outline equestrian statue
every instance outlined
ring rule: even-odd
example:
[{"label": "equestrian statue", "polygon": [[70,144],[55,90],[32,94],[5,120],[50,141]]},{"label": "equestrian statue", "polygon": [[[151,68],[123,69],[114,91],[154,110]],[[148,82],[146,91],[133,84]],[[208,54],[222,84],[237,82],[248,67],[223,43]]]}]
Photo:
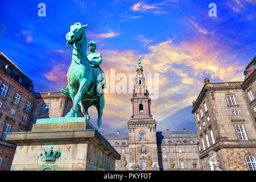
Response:
[{"label": "equestrian statue", "polygon": [[[70,56],[71,64],[67,77],[68,84],[61,89],[61,93],[71,98],[73,107],[65,117],[78,117],[79,105],[86,121],[90,119],[88,108],[94,106],[98,111],[97,125],[100,131],[101,117],[105,106],[104,89],[106,88],[104,72],[100,67],[102,58],[101,54],[95,52],[96,44],[93,41],[89,44],[90,52],[86,53],[87,42],[84,30],[88,24],[76,23],[72,25],[66,35],[67,49],[73,46]],[[69,53],[69,52],[68,52]]]}]

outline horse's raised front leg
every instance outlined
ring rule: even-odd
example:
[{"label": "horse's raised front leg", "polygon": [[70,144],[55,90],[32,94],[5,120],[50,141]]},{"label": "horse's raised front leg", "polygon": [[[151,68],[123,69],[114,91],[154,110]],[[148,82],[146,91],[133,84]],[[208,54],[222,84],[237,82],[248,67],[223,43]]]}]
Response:
[{"label": "horse's raised front leg", "polygon": [[[77,112],[77,106],[79,102],[81,101],[82,99],[82,94],[84,92],[88,90],[90,82],[86,78],[84,78],[81,82],[79,86],[79,89],[77,90],[77,93],[75,96],[74,100],[73,101],[73,107],[72,110],[75,111],[75,112]],[[78,112],[77,112],[78,113]]]}]

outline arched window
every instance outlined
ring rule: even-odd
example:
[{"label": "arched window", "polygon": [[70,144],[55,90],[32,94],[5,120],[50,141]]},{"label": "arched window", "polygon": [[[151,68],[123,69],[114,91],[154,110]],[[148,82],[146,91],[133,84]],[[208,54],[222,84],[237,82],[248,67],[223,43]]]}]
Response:
[{"label": "arched window", "polygon": [[142,105],[142,104],[140,104],[139,105],[139,114],[144,114],[143,105]]},{"label": "arched window", "polygon": [[246,156],[246,162],[250,171],[256,171],[254,157],[250,155]]}]

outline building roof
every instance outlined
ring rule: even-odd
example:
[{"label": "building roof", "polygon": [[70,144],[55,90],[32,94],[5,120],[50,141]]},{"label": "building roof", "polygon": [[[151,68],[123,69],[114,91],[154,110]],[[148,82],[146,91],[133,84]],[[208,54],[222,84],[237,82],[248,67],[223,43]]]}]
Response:
[{"label": "building roof", "polygon": [[157,131],[156,138],[197,137],[196,131]]},{"label": "building roof", "polygon": [[119,134],[117,133],[110,133],[103,134],[107,139],[128,139],[128,133],[121,133]]}]

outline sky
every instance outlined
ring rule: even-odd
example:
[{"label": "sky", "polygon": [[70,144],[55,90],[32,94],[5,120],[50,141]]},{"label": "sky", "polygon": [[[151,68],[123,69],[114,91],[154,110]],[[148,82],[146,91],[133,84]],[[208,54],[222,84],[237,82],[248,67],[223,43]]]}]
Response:
[{"label": "sky", "polygon": [[[38,15],[40,3],[46,16]],[[211,3],[216,16],[209,15]],[[75,23],[88,24],[87,41],[96,43],[106,75],[135,73],[142,55],[145,75],[153,75],[147,81],[159,76],[159,97],[151,105],[157,131],[196,130],[192,102],[205,77],[243,80],[256,55],[255,17],[255,0],[1,1],[0,51],[33,80],[36,92],[59,91],[71,61],[65,35]],[[105,94],[102,131],[127,132],[131,97]],[[96,108],[89,114],[96,126]]]}]

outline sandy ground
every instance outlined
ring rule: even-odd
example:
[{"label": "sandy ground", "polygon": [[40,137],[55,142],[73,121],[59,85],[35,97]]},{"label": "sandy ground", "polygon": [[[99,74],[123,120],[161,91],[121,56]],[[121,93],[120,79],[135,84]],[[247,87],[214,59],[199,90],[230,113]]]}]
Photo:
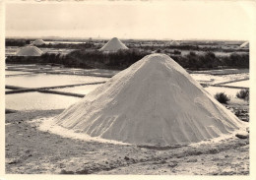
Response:
[{"label": "sandy ground", "polygon": [[[228,108],[248,119],[248,105]],[[207,146],[143,148],[63,138],[32,123],[61,111],[6,114],[7,174],[249,174],[248,139],[233,136]]]}]

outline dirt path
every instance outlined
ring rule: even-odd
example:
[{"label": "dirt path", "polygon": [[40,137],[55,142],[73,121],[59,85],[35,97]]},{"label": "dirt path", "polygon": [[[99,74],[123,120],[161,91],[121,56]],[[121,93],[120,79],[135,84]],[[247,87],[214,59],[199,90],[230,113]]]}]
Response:
[{"label": "dirt path", "polygon": [[6,115],[6,173],[248,174],[249,140],[199,147],[145,149],[62,138],[31,121],[62,110]]}]

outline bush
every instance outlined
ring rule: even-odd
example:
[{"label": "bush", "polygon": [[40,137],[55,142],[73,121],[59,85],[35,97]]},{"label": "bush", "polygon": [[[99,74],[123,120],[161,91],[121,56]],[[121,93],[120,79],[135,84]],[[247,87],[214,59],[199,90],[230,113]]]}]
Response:
[{"label": "bush", "polygon": [[181,51],[179,51],[179,50],[174,50],[173,53],[174,53],[174,54],[181,54]]},{"label": "bush", "polygon": [[241,90],[236,93],[236,96],[238,98],[244,99],[244,100],[249,100],[249,90]]},{"label": "bush", "polygon": [[224,92],[219,92],[215,94],[215,98],[221,103],[227,103],[230,98]]}]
☆ ☆ ☆ ☆
**Goal of the exercise**
Format the records from the line containing "outline sandy ground" through the end of the records, both ends included, as a JSON list of strings with one string per line and blank lines omitted. Leave the pictures out of the answer.

**Solved exercise**
[
  "outline sandy ground",
  "every instance outlined",
  "ring rule: even-odd",
  "example:",
  "[{\"label\": \"sandy ground\", \"polygon\": [[40,137],[55,142],[73,121],[59,85],[35,97]]},{\"label\": \"sandy ground\", \"polygon\": [[[99,74],[123,120],[161,91],[121,56]],[[121,93],[120,79],[135,84]],[[247,87],[214,59],[199,90],[230,113]]]}]",
  "Photo:",
  "Response:",
  "[{\"label\": \"sandy ground\", \"polygon\": [[[228,108],[248,119],[248,105]],[[207,146],[143,148],[63,138],[32,123],[61,111],[6,114],[7,174],[249,174],[248,139],[233,136]]]}]",
  "outline dirt path",
  "every instance outlined",
  "ring rule: even-odd",
  "example:",
  "[{\"label\": \"dirt path\", \"polygon\": [[40,137],[55,142],[73,121],[59,85],[35,97]]},{\"label\": \"dirt path\", \"polygon\": [[[99,74],[123,120],[161,91],[121,56]],[[121,93],[120,79],[135,84]],[[247,87],[214,59],[199,90],[230,113]]]}]",
  "Response:",
  "[{\"label\": \"dirt path\", \"polygon\": [[6,115],[6,173],[248,174],[249,140],[199,147],[145,149],[62,138],[31,121],[62,110]]}]",
  "outline bush",
  "every instance outlined",
  "ring rule: even-odd",
  "example:",
  "[{\"label\": \"bush\", \"polygon\": [[40,137],[55,142],[73,121],[59,85],[35,97]]},{\"label\": \"bush\", \"polygon\": [[[99,74],[123,120],[161,91],[121,56]],[[121,93],[120,79],[135,84]],[[247,87],[214,59],[199,90],[230,113]]]}]",
  "Response:",
  "[{\"label\": \"bush\", \"polygon\": [[181,51],[179,51],[179,50],[174,50],[173,53],[174,53],[174,54],[181,54]]},{\"label\": \"bush\", \"polygon\": [[241,90],[236,93],[236,96],[238,98],[244,99],[244,100],[249,100],[249,90]]},{\"label\": \"bush\", \"polygon\": [[224,92],[219,92],[215,94],[215,98],[221,103],[227,103],[230,98]]}]"
]